● **REQUEST**
Render all of the material below as a numbered list with one line per item. Leave out blank lines and omit the pictures.

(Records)
______

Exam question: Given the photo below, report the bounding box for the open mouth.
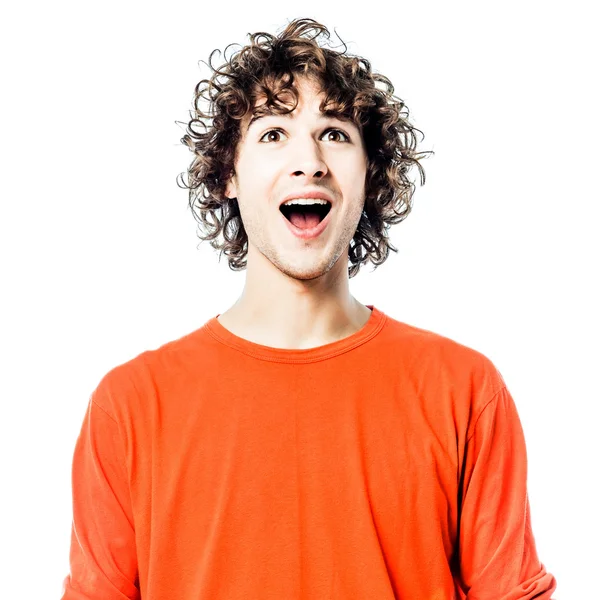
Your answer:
[279,202,331,229]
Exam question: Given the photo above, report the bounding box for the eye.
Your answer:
[259,127,350,144]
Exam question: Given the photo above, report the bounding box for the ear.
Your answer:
[225,175,238,198]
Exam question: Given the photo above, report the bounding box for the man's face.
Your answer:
[226,78,367,280]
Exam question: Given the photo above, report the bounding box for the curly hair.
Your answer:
[178,19,432,278]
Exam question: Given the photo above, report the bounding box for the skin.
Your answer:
[218,77,371,349]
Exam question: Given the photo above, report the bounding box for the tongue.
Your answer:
[290,211,320,229]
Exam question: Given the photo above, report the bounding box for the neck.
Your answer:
[218,251,371,349]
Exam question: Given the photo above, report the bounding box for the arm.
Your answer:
[61,396,140,600]
[457,387,556,600]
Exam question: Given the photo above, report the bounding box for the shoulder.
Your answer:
[91,327,208,420]
[383,316,505,404]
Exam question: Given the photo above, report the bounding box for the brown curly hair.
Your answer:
[178,19,432,278]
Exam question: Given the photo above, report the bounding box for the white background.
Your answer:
[0,1,600,600]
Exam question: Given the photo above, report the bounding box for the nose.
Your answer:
[291,139,328,179]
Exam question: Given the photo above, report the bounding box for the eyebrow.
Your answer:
[246,111,354,131]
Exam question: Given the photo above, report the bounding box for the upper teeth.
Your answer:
[283,198,329,206]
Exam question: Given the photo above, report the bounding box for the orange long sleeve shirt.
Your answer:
[62,305,556,600]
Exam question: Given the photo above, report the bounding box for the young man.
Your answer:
[63,20,556,600]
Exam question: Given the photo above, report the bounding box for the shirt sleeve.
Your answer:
[61,396,140,600]
[458,386,556,600]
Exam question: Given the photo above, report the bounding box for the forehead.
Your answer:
[241,76,350,131]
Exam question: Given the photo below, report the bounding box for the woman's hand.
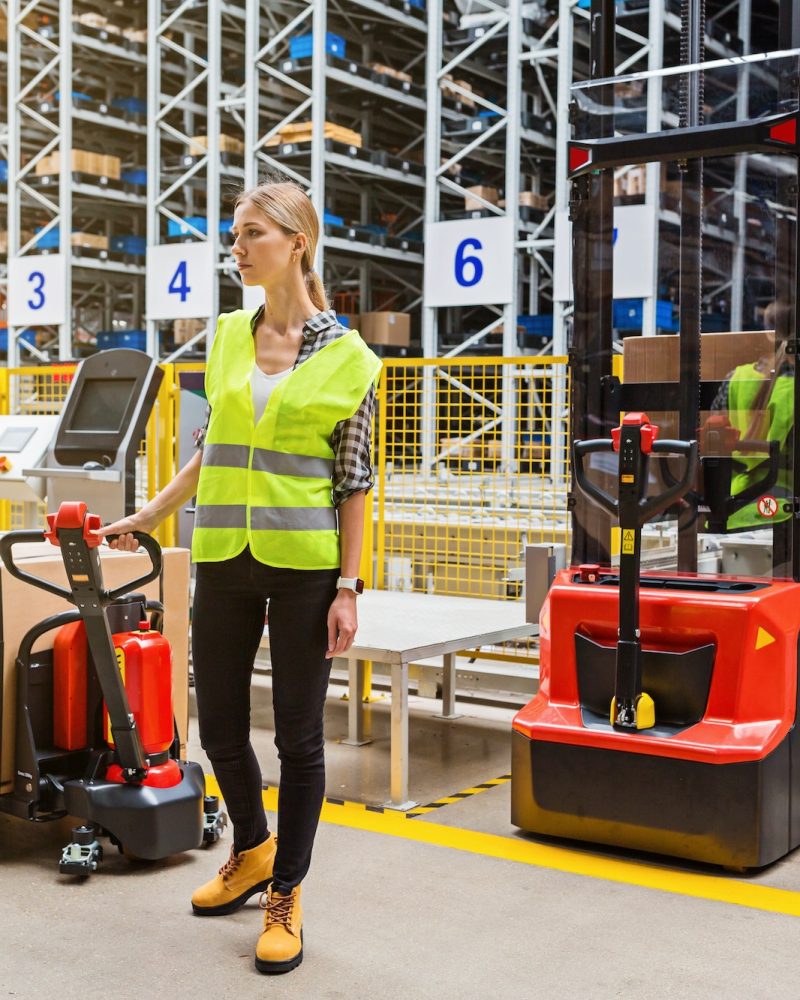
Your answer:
[96,511,156,552]
[325,590,358,660]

______

● **RESULT OF THE EXERCISE**
1. Exam question: Given the photo below, report the bounding box for the open mouth.
2. Your answer:
3. [279,202,331,229]
4. Exam question: Given the photo above, report the bounding box for the eye.
5. Your answer:
6. [259,127,350,144]
7. Exam question: Given the photo above, report the bounding box for the ear.
8. Your answer:
9. [225,175,238,198]
10. Exam question: Given the photo above, report the bounding box for the man's face.
11. Your answer:
12. [226,78,367,280]
13. Exam question: Given the photo above, report the bounding box for the curly hair.
14. Your answer:
15. [178,19,432,278]
16. Exam question: Given the photo above, report the bounding box for the skin.
17. Your answer:
18. [218,77,371,349]
19. Exam question: Given the photo above, report the bounding box for the tongue.
20. Your answer:
21. [290,211,320,229]
22. Exam question: Given the photo above, report the bounding box for the neck.
23. Your answer:
24. [218,251,371,349]
25. Exam question: Given the photo above, report the bounding box for the arm.
26. Your answer:
27. [61,396,140,600]
28. [457,387,556,600]
29. Exam question: Given the photo above, report the bounding box for the shoulder.
30. Your answer:
31. [91,327,208,420]
32. [383,316,505,404]
33. Exam question: Given the photo above, report the bounding box for the brown curly hair.
34. Your answer:
35. [178,19,432,278]
36. Exam question: Given the photo above, report the bounding box for the white background.
37. Your answer:
38. [0,1,600,600]
39. Exam question: Given the photo above, report the bounding box for the nose.
40. Your answer:
41. [291,139,328,179]
42. Exam question: Given the photo above, report the bounding box for the eyebrow.
43. Your answer:
44. [246,111,354,131]
45. Exam question: Given the photo above, report the bounding box for the upper teeth.
46. Your answer:
47. [283,198,329,206]
48. Exam question: Given the photo above, report the bounding box for the orange long sleeve shirt.
49. Your answer:
50. [62,305,556,600]
51. Exam question: Given the photo above, report the bounding box for the young man.
52. Your answer:
53. [63,20,556,600]
54. Exam question: Given the photo above, report the bounding box for the shirt sleeve.
55. Your answer:
56. [61,396,140,600]
57. [458,386,556,600]
58. Exam question: Given the photo above, report the bounding box for the forehead.
59. Your answer:
60. [241,76,350,131]
61. Exam question: Given the photo below, report the bounding box for the woman's hand.
62. Your answer:
63. [96,511,156,552]
64. [325,590,358,660]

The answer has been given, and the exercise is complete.